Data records
☆ ☆ ☆ ☆ ☆ ☆ ☆
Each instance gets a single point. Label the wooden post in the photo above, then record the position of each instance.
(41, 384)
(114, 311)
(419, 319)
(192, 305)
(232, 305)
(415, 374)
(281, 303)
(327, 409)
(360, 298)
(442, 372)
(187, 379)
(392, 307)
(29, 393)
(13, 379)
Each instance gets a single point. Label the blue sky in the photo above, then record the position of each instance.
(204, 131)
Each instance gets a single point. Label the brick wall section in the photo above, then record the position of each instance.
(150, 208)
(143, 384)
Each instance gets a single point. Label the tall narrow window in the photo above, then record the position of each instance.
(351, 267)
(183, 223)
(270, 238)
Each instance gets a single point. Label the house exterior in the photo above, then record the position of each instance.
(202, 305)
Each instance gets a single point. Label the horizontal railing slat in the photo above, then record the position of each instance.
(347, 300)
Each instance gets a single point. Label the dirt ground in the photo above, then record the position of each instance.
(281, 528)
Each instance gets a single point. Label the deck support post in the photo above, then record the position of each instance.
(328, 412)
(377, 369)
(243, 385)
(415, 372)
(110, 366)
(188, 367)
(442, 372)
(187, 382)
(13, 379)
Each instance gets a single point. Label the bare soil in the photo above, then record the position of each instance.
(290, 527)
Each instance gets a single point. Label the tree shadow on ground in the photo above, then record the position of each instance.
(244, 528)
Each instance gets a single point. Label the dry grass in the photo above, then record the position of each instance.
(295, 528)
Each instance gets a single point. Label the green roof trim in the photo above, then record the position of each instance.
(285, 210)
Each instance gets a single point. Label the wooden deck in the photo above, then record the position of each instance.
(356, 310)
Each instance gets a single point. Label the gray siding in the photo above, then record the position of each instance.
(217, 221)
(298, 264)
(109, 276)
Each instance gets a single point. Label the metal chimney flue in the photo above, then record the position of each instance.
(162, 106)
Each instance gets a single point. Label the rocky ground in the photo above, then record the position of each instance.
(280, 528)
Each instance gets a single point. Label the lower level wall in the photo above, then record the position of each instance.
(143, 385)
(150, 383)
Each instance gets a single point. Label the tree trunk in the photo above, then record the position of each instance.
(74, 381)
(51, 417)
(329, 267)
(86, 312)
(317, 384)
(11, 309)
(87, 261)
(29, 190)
☆ ☆ ☆ ☆ ☆ ☆ ☆
● To be done
Write out every item above word for word, with the lines of each one in their original order.

● Answer
Each instance gets a single point. Label the wooden post in the photo above, then record the position of each instance.
(41, 384)
(114, 311)
(419, 319)
(192, 305)
(232, 305)
(415, 374)
(281, 303)
(327, 409)
(360, 298)
(442, 372)
(187, 379)
(392, 307)
(29, 393)
(13, 379)
Each instance gets a single point. Label the blue sky in the photo above, then record the position of each instance.
(204, 131)
Each instance gets a single point. Label the brick wall section in the photo above, then record the position of each instance.
(150, 208)
(143, 384)
Each instance gets a single point. Label the tall narrow window in the photo above, then record the position of each instance.
(351, 267)
(183, 223)
(270, 238)
Each instance gets a single point. Label the house exterior in the photo above, then record the position of each instance.
(202, 305)
Each instance gets a single point. Label the horizontal railing slat in the photo above, then record the position of each instance.
(347, 300)
Each instance gets a single point. Label the dirt ground in the photo above, then record the position of each instance.
(281, 528)
Each instance gets a single point. Label the deck support post in the photo above, then record the position of each instance.
(328, 412)
(377, 369)
(243, 385)
(415, 372)
(110, 366)
(188, 367)
(442, 372)
(187, 382)
(13, 379)
Each instance gets a single point. Label the bare soil in the photo above, then record the position of each instance.
(290, 527)
Each instance gets a single point. Label the tree shadow on ground in the photo above, then record the position of each instance.
(244, 528)
Each instance gets a single point. Label the dry grass in the photo above, then record the position of each instance.
(295, 528)
Each instance gets a single point. Label the green roof trim in the photo above, then record the position of each instance.
(285, 210)
Each instance gets a single point. Label the wooden deck in the photo above, then record the position of each instance.
(356, 310)
Each instance gets a single point. Label the gray siding in the photo above, then record the position of each instance.
(217, 221)
(298, 264)
(109, 276)
Each instance gets a single point. Label the metal chimney flue in the photo above, then record the position of each instance.
(162, 106)
Each instance gets a single point. Label the rocky ground in the photo above, then record the position of each instance.
(280, 528)
Each instance gets a single point. Label the lower level wall in the photo above, then record the position of each instance.
(143, 385)
(150, 383)
Each instance gets a single point. Label the tree trunk in the photo above, then record the position of each instance.
(74, 381)
(51, 417)
(329, 267)
(86, 312)
(317, 384)
(11, 309)
(87, 261)
(29, 190)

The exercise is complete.